# [The task]
Print every line of the listing below word for word, leaving the pictures out.

[Excerpts of pointing data]

☆ ☆ ☆ ☆ ☆

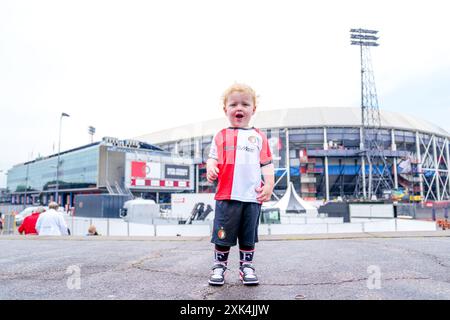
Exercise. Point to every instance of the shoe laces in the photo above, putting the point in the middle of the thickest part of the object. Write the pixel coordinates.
(248, 270)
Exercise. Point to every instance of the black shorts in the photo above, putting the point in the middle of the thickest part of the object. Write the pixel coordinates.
(236, 220)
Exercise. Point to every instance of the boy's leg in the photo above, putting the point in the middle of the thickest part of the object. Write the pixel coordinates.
(246, 254)
(226, 227)
(220, 265)
(248, 235)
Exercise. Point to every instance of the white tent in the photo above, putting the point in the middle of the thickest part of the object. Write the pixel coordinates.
(291, 203)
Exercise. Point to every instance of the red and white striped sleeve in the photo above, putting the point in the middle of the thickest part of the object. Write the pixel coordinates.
(265, 156)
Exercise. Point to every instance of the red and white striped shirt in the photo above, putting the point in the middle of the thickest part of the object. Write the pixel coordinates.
(240, 154)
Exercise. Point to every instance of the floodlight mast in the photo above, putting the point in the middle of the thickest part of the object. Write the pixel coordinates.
(379, 177)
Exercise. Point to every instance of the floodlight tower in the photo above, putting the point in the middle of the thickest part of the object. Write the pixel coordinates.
(379, 177)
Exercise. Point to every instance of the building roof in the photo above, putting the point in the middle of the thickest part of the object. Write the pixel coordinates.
(298, 118)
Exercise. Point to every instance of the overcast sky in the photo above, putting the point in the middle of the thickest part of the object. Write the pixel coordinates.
(133, 67)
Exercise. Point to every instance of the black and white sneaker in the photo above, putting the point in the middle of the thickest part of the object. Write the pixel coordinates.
(217, 277)
(247, 275)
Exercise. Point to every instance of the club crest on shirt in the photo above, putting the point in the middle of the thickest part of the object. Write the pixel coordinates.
(252, 139)
(221, 233)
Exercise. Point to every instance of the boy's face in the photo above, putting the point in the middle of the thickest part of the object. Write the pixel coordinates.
(239, 109)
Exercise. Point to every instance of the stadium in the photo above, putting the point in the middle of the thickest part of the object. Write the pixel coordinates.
(321, 146)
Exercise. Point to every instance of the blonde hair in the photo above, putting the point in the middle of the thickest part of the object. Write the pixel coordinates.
(238, 87)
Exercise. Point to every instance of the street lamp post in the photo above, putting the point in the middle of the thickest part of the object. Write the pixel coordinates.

☆ ☆ ☆ ☆ ☆

# [Full output]
Exercise. Point to every instance of the shoe laces in the photo above, putting the point in the middle of the thickest part of the object. Write the pixel coordinates.
(248, 270)
Exercise. Point to every instance of the black shorts in the photo above, putting the point in the middle of the thickest part of the object. Write the pixel coordinates.
(236, 220)
Exercise. Point to every instance of the boy's leg in the photo above, putting the point in the middle of the thickest part of the object. Write the pixel coordinates.
(246, 254)
(226, 227)
(220, 265)
(248, 235)
Exercise. Point to every instance of the white tent in the photo above, putting the point in the middle of the thickest part of the object. Write the pixel coordinates.
(291, 203)
Exercise. Point to every instance of the red and white striped sleeve in the photo above, putting the point in the middle of the thickest part of the object. Write the pixel coordinates.
(265, 156)
Exercise. Point to every instance of the red and white striped shirt in the photo above, putting the point in the middle of the thickest part of the object. Write the pixel coordinates.
(240, 154)
Exercise. Point to every instance of the floodlight mast in the photo above, putting the point in the middle of the thickest part of the object. Write the pixel coordinates.
(379, 177)
Exercise. Point to every instance of the floodlight tower in the photo above, putting the point in the middle of the thickest part of the object. Write the pixel coordinates.
(379, 177)
Exercise. Point to every instance of the building roof in the photo above, putting the point in the middle of the thickest part of the object. Write the pixel coordinates.
(298, 118)
Exercise. Point to every instance of the overcast sky in the photo above, putting the point in the middle of the thickest part of the object. Write the pixel coordinates.
(133, 67)
Exercise. Point to every instance of the black and white sneaker in the photo above, putting the point in the middle of the thickest part of the object. Write the pixel coordinates.
(217, 277)
(247, 275)
Exercise. Point to every instance of the club crest on shirt in the photo above, putting the point in the middle of the thickest part of the object. Write the pixel coordinates.
(252, 139)
(221, 233)
Exercise. Point to every instance of the boy's face in the photo above, putting the point in the middle of the thickest part of the object. Write the pixel coordinates.
(239, 109)
Exercise. Point to every instance of the stadium in the photo above, putting the point in the middle of the thickest part of the object. Write the pixel coordinates.
(321, 146)
Exercise. Point to every instance of the blonde hair in the photo above, putting the point in the middle of the thickest part of the object. Write the pixel coordinates.
(238, 87)
Exercise. Point to every instance of the street lamp post in the photo above, putting the point in the middle of the thickest part of the object. Write the pixel coordinates.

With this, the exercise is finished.